Texto para leer:
Protestar contra los servicios públicos es muy fácil, fundamentalmente por tres razones. La primera es la claridad del esquema. En lo público no hay pérdida. Se sabe de dónde emana la obligación de prestarlos; se distingue sin esfuerzo a los personajes en acción: quién debe prestar y a quién; y se conoce también de dónde salen los fondos para retribuirlos. La segunda razón es de índole psicológica. La noción de servicio público remite enseguida a la de ciudadanía, concepto que sólo de pensarse da como energía, ganas de poner las cosas y los derechos individuales en su (elevado) sitio.

La naturaleza de la tercera razón es más compleja y sutil, como todo lo que tiene que ver con los deseos. Es fácil protestar contra los servicios públicos, porque en ese terreno es fácil sentirse decepcionado. No porque esos servicios se presten mal sino porque su expresión misma concentra, cobija en su seno una idea de respeto, de equilibrio, de perfección social que de puro elevada se tambalea enseguida, que de puro dulce se amarga con nada.

Es fácil quejarse de los servicios públicos, pero no lo es hacerlo de los que prestan empresas privadas

Quejarse de los servicios prestados por empresas privadas es en cambio complejísimo. Porque aquí el concepto de ciudadano se sustituye por el de consumidor o cliente, noción mucho más difusa y frágil, que no sólo no proporciona energía sino que mayormente la exige: las dosis de expresividad, brío, astucia, tesón, templanza o paciencia que suele necesitar su ejercicio son generalmente altas. En cuanto al modelo social que ilustran no resulta tan armonioso ni esperanzador como para activar, a la mínima, la desilusión o el desengaño (engañan a veces los jardines, nunca las selvas). Y lo que desde luego no está nada claro es el quién es quién. En ese terreno reina la confusión. Muchas veces el servicio es presentado o ejercido casi como un favor; el que cobra actúa como si en realidad fuera el que paga. Y las obligaciones se comportan, de hecho, como exigencias. En fin, que el comprador, pagador, destinatario del servicio queda reducido muchas veces a la categoría de "vendido".

Ítems mostrados:
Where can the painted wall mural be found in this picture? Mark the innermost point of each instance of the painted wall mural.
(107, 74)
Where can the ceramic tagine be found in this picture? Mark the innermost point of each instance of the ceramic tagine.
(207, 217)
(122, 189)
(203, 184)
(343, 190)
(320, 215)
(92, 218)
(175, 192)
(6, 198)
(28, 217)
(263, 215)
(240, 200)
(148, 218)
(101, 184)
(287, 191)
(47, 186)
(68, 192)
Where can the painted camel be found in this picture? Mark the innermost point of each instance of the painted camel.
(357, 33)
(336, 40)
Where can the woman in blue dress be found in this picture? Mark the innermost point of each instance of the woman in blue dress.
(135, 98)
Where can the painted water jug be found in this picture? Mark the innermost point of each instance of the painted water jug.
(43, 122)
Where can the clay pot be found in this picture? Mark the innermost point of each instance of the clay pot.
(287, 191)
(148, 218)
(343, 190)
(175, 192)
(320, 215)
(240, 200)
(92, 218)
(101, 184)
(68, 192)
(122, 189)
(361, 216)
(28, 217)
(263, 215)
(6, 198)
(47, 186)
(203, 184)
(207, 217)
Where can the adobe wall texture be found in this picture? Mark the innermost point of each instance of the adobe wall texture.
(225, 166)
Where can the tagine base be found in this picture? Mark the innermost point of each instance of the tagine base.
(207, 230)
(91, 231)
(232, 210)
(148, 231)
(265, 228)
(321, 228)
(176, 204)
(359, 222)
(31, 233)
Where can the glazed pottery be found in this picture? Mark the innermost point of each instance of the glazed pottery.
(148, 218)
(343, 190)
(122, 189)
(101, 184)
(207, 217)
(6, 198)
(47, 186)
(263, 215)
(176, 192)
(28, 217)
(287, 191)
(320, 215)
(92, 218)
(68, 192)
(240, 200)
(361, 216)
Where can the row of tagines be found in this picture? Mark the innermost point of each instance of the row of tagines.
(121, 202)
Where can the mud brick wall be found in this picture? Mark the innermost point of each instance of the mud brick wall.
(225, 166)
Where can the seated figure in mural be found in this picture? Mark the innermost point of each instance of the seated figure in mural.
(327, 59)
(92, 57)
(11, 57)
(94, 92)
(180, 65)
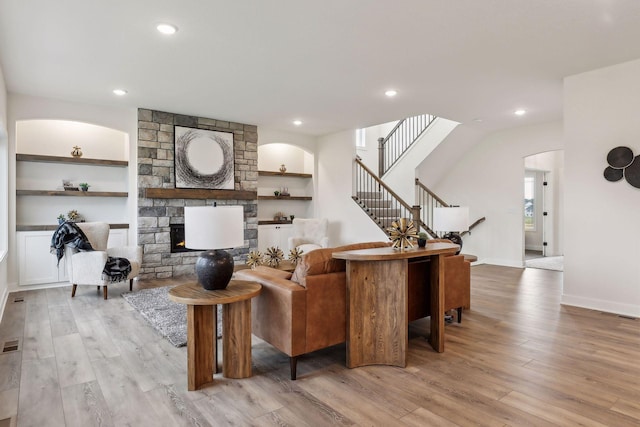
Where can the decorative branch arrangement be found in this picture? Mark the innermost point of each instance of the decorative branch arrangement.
(402, 232)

Tareas a realizar:
A - Copia del texto sobre los servicios públicos el pasaje que comienza en las palabras "Protestar contra los servicios públicos es" y termina después de "su (elevado) sitio.".
B - Según el texto sobre los servicios públicos, ¿por qué concepto se sustituye el de ciudadano cuando los servicios los prestan empresas privadas?
Los ítems no hacen falta para nada de lo que se pide.

Respuestas por tarea:
A -
Protestar contra los servicios públicos es muy fácil, fundamentalmente por tres razones. La primera es la claridad del esquema. En lo público no hay pérdida. Se sabe de dónde emana la obligación de prestarlos; se distingue sin esfuerzo a los personajes en acción: quién debe prestar y a quién; y se conoce también de dónde salen los fondos para retribuirlos. La segunda razón es de índole psicológica. La noción de servicio público remite enseguida a la de ciudadanía, concepto que sólo de pensarse da como energía, ganas de poner las cosas y los derechos individuales en su (elevado) sitio.

B - Por el de consumidor o cliente.